» **WHAT YOU WILL DO**
Give again the entries below exactly, beginning at the first line and ending at the line with "<point>127,136</point>".

» **MATERIAL TO PROCESS**
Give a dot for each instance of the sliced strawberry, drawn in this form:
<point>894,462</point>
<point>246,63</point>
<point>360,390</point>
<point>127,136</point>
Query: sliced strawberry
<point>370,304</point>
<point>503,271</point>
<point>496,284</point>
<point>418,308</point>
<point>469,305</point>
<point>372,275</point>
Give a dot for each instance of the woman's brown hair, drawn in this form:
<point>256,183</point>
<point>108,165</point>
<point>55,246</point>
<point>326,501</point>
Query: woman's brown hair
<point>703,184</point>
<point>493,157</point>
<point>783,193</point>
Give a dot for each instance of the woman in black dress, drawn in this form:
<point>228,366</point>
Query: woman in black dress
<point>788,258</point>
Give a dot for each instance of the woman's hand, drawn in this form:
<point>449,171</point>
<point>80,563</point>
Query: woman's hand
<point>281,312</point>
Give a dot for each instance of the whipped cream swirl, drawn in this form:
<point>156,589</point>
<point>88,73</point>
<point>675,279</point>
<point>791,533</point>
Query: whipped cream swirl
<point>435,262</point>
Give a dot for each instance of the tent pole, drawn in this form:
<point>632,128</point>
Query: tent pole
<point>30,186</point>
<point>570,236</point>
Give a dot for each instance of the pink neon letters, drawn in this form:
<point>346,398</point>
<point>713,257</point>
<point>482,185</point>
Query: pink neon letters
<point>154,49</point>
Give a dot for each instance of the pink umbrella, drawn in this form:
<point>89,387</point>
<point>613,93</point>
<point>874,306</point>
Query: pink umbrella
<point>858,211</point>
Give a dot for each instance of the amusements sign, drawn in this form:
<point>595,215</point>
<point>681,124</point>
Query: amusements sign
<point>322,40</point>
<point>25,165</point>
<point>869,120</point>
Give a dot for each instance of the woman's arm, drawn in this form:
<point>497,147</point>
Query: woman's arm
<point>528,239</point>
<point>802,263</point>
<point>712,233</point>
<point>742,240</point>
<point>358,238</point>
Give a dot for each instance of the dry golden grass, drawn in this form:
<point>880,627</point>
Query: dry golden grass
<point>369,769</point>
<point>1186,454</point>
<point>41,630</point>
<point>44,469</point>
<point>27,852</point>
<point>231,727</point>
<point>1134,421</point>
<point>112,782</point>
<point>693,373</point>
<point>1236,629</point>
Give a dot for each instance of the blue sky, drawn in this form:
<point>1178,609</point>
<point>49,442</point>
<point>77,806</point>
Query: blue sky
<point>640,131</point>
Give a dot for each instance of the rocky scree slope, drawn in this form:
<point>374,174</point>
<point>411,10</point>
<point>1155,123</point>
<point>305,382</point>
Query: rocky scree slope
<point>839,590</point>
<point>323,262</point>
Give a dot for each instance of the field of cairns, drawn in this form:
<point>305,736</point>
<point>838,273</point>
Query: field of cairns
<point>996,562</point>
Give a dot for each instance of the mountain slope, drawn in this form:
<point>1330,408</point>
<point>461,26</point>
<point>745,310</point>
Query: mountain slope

» **TASK SOLUTION**
Give a dot for each instance of the sliced strawberry, drawn in this form:
<point>894,462</point>
<point>246,63</point>
<point>360,390</point>
<point>127,136</point>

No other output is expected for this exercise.